Point-per-instance localization data:
>>>

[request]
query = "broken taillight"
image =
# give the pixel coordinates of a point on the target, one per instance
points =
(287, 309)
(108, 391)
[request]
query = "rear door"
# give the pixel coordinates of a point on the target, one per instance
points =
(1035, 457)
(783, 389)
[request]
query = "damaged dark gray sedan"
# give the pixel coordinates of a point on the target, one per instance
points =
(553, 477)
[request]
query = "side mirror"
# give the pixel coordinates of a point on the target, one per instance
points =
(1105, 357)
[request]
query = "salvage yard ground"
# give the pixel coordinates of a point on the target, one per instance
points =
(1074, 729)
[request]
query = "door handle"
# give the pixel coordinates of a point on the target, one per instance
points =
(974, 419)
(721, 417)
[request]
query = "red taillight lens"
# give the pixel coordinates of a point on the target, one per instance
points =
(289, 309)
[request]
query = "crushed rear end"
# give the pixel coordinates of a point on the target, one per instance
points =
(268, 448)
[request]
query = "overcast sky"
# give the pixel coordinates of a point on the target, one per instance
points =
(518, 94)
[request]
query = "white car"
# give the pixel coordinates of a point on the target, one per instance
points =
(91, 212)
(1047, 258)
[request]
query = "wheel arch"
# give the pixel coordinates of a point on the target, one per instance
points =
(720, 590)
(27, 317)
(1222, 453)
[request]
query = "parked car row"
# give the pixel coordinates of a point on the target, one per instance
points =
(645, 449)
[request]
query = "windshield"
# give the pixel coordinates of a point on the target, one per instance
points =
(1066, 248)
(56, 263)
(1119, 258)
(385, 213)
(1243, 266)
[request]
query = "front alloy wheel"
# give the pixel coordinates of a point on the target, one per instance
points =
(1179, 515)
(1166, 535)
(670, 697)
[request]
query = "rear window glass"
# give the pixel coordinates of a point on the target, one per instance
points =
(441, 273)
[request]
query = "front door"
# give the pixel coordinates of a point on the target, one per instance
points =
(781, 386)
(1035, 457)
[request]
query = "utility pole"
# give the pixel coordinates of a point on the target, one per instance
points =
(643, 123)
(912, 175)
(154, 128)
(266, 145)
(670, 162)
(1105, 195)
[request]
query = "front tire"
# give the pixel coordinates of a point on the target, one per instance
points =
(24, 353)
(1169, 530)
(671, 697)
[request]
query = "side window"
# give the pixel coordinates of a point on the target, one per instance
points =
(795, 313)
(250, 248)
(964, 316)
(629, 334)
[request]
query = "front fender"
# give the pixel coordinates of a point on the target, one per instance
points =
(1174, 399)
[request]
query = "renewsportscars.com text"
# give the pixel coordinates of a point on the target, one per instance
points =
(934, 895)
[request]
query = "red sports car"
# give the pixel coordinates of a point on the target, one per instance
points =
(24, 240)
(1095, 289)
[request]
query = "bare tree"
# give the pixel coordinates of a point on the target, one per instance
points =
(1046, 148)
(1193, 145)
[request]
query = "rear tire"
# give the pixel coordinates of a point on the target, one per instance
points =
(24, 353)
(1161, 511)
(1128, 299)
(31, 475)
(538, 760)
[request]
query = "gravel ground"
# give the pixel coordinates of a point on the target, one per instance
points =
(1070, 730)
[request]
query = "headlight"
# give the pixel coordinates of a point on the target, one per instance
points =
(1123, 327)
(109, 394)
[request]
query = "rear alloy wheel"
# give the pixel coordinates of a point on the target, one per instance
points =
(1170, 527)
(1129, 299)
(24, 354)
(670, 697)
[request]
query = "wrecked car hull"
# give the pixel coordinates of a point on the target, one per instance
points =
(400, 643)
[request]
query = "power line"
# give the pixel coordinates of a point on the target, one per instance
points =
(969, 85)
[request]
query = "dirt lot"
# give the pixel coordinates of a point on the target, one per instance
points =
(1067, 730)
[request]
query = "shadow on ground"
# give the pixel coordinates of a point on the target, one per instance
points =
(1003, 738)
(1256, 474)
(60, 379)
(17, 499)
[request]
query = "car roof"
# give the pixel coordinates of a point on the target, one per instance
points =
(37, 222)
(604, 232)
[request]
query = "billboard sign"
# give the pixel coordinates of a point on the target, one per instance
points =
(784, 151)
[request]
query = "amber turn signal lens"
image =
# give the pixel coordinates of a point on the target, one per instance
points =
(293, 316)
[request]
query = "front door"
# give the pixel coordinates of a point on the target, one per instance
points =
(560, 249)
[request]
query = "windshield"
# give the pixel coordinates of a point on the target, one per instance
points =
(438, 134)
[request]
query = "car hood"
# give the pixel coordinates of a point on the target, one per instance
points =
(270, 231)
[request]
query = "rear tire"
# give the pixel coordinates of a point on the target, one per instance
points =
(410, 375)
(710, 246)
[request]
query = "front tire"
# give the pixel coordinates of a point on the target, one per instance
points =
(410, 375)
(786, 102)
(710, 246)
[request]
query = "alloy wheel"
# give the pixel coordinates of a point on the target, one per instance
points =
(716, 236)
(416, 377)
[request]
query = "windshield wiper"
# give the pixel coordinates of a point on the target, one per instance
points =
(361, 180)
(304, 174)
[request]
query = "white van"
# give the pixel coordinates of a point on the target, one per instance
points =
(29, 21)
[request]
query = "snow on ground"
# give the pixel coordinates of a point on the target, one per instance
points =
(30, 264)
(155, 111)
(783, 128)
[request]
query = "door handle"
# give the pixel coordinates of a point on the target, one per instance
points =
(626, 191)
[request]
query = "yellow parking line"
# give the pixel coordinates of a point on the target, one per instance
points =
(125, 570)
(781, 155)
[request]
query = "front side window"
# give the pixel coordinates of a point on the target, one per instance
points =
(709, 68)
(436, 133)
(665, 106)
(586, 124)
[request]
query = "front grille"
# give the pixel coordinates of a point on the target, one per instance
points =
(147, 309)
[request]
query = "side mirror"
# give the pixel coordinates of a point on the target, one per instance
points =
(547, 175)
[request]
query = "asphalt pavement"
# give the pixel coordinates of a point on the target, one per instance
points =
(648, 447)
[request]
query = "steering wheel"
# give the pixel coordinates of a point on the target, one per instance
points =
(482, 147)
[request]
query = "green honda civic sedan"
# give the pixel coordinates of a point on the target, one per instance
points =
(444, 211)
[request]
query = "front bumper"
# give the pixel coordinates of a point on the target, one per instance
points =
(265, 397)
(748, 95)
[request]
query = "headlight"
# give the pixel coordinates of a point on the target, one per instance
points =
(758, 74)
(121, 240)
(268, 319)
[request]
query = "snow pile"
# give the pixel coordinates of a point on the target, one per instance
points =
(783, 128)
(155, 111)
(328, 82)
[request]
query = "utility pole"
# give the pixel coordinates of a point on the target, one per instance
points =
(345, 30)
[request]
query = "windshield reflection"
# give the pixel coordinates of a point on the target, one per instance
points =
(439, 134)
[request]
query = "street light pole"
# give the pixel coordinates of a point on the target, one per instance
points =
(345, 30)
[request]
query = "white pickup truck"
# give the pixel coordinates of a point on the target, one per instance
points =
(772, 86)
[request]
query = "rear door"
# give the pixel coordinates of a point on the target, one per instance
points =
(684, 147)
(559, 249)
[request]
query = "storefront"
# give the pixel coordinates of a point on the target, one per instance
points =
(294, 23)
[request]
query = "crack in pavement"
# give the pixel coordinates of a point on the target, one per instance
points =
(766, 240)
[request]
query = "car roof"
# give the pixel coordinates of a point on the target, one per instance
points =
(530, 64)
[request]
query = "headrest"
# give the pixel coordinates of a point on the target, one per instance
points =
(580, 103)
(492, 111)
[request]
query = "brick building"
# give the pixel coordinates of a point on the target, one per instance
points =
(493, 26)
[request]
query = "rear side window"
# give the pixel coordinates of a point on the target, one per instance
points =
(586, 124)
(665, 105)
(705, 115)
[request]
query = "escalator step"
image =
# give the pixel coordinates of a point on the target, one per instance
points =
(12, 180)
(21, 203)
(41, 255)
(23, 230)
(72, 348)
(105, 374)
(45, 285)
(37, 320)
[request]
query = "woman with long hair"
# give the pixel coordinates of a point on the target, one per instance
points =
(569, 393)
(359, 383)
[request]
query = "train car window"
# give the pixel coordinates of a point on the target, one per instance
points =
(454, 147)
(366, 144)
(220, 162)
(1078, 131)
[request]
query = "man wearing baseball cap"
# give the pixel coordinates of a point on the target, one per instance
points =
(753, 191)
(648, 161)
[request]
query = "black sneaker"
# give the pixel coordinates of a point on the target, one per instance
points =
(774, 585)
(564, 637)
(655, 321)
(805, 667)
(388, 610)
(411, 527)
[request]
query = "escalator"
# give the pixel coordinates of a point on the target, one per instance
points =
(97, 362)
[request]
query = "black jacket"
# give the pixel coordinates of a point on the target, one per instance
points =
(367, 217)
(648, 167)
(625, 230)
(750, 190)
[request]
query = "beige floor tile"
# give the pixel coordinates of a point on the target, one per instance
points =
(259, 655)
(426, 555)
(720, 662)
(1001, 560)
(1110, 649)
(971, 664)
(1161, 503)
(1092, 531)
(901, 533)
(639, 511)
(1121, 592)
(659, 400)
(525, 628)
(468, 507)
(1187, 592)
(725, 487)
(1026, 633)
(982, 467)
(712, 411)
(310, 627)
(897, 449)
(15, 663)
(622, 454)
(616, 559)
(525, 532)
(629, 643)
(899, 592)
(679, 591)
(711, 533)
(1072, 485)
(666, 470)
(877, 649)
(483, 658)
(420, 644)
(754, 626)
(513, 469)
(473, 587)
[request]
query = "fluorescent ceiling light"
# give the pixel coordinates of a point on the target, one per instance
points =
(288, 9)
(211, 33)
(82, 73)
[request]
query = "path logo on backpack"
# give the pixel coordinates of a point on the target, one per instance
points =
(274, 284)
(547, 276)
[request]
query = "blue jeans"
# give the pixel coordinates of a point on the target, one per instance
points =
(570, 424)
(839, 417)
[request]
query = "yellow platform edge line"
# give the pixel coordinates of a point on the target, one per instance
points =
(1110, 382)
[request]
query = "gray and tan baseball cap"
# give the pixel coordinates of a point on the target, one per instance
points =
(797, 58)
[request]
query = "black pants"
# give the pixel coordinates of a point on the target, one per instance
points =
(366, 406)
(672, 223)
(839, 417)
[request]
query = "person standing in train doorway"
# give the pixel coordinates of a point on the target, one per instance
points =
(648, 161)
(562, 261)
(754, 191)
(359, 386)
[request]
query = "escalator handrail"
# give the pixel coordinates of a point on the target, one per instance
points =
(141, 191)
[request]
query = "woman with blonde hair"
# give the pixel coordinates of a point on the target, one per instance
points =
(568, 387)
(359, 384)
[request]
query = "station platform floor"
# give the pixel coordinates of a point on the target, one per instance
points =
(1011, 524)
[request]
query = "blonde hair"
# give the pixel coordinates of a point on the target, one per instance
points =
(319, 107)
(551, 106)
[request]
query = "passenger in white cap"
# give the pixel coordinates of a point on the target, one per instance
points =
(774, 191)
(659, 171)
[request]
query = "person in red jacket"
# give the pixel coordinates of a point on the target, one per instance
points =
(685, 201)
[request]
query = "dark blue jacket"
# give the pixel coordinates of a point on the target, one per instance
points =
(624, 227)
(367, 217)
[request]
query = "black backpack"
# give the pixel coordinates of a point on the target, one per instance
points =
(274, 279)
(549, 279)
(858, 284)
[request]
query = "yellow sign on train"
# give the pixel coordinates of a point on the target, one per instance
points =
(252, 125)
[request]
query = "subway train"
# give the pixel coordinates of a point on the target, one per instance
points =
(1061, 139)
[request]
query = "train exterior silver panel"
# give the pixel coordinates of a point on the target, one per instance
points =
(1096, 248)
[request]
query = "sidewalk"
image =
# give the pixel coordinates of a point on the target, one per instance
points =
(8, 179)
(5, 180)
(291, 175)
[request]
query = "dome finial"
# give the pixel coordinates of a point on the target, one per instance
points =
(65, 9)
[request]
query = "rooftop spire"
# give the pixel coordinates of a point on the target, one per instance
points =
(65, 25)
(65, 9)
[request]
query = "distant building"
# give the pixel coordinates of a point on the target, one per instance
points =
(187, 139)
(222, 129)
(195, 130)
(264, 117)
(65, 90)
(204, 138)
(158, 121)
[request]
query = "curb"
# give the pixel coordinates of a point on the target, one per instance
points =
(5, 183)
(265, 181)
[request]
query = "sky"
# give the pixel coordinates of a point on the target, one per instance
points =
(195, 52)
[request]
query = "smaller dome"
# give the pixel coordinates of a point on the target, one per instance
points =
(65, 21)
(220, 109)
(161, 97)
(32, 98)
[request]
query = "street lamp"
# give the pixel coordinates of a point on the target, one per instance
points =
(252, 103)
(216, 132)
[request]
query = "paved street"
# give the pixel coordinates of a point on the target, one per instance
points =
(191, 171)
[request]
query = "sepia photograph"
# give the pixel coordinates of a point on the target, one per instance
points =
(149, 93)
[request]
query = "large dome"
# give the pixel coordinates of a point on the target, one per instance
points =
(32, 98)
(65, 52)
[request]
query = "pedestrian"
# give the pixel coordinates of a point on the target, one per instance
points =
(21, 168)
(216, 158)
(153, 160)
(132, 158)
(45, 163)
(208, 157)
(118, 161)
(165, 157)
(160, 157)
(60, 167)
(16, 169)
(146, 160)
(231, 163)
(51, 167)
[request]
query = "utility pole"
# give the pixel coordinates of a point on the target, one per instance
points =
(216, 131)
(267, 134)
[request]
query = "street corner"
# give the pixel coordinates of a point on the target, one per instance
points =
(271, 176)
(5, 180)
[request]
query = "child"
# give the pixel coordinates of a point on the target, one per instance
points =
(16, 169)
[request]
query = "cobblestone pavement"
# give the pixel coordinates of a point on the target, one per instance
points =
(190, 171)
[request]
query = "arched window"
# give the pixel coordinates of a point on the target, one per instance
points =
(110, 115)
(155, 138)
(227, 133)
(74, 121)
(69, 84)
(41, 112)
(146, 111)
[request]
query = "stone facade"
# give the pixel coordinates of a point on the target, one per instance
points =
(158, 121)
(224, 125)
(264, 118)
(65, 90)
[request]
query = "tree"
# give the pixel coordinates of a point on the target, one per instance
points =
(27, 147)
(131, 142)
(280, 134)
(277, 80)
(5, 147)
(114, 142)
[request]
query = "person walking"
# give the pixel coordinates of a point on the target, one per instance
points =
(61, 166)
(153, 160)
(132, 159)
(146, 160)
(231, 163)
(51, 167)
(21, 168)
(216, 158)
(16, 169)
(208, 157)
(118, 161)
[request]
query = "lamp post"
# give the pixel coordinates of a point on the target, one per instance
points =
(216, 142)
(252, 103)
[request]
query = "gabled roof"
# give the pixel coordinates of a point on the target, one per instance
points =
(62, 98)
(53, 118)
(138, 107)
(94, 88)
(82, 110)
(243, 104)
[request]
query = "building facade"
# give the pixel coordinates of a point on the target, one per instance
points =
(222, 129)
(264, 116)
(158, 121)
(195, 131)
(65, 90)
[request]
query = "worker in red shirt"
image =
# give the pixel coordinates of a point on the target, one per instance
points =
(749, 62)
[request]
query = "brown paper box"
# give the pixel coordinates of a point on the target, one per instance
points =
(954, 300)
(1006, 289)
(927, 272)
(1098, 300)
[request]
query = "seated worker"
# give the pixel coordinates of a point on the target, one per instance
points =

<<<

> **Problem details**
Scan the entries above for the string "ground" and copy each line containing it.

> **Answer for the task**
query = "salvage yard ground"
query = "gravel ground"
query = "shadow on ground"
query = "snow on ground"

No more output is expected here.